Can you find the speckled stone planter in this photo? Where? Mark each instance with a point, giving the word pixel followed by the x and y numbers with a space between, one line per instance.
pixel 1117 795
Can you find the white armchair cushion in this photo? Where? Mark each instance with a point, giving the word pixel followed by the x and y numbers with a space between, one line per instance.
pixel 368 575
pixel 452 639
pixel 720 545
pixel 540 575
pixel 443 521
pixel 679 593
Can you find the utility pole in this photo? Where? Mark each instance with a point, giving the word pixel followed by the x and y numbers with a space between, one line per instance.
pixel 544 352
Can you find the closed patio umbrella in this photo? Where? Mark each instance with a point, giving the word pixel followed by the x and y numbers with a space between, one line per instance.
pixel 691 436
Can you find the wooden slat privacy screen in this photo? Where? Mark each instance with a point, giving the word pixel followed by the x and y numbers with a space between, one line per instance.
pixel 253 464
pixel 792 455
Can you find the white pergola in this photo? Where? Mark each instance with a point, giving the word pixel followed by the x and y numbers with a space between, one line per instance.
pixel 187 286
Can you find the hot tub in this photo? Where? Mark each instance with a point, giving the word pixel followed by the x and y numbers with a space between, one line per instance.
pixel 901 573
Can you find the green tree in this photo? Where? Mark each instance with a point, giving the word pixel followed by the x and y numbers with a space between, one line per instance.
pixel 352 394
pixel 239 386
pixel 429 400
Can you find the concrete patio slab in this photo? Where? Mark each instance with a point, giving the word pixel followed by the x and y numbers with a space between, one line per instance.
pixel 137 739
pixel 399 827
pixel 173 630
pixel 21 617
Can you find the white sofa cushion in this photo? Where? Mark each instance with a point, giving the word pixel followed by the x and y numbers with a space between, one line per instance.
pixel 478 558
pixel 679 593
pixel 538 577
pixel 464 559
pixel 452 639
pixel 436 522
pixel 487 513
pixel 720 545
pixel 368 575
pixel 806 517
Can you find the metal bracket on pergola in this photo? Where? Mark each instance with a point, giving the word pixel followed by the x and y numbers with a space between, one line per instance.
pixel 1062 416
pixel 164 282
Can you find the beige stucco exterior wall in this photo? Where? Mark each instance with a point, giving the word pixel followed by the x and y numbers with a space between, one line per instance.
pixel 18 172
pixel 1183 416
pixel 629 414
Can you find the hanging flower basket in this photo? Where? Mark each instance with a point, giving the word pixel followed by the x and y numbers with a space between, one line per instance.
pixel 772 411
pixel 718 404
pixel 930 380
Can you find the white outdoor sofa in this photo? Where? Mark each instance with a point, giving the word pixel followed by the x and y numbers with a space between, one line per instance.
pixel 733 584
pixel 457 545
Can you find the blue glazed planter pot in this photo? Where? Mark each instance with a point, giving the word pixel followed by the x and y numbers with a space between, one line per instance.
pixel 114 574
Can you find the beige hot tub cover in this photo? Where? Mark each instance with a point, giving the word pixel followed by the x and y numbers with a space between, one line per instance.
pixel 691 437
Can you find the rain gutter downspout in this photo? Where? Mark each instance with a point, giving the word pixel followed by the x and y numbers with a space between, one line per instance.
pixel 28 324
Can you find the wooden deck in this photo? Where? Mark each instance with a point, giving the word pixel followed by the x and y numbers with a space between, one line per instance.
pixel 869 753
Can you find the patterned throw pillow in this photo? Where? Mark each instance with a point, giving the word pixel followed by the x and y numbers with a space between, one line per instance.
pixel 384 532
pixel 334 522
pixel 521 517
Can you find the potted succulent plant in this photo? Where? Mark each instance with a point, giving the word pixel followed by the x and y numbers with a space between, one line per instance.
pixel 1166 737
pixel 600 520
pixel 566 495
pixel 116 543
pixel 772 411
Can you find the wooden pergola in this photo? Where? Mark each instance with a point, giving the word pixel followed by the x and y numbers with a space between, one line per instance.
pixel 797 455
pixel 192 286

***

Yukarıdaki verilerin ilk satırından "pixel 901 573" ifadesini içeren satıra kadar, iki uç da dahil olmak üzere, tüm satırları hiçbir değişiklik yapmadan yeniden yazın. Bu aralığın dışındaki hiçbir satırı eklemeyin.

Can you find the speckled stone planter in this photo? Where? Mark each instance with a point, giving the word pixel followed by the x and y numbers with a space between, one line per instance.
pixel 1117 795
Can you find the white armchair cushion in this photo? Where? Mark each instance with a point, giving the word pixel followed by the x and y numbers with a space between, one line per instance.
pixel 368 575
pixel 452 639
pixel 720 545
pixel 540 575
pixel 443 521
pixel 679 593
Can you find the utility pole in this photo? Where? Mark each instance with a point, giving the word pixel followed by the x and y numbers with a space between, one line per instance.
pixel 544 352
Can you find the closed patio umbrella in this photo? Where? Mark each instance with a point, giving the word pixel followed by the x and y numbers with a space between, one line per instance.
pixel 691 436
Can you find the wooden slat privacy screen in this photo? Where? Mark each instance with a point, giving the word pixel followed by the x and y numbers with a space between, one line per instance.
pixel 253 464
pixel 792 455
Can you find the white pergola in this photo? Where? Mark each instance with a point, giving the word pixel followed by the x and y numbers with a space between, one line per instance.
pixel 187 286
Can you find the hot tub in this photo? Where? Mark each instance with a point, giving the word pixel followed by the x and y numbers with a space between, one line per instance.
pixel 901 573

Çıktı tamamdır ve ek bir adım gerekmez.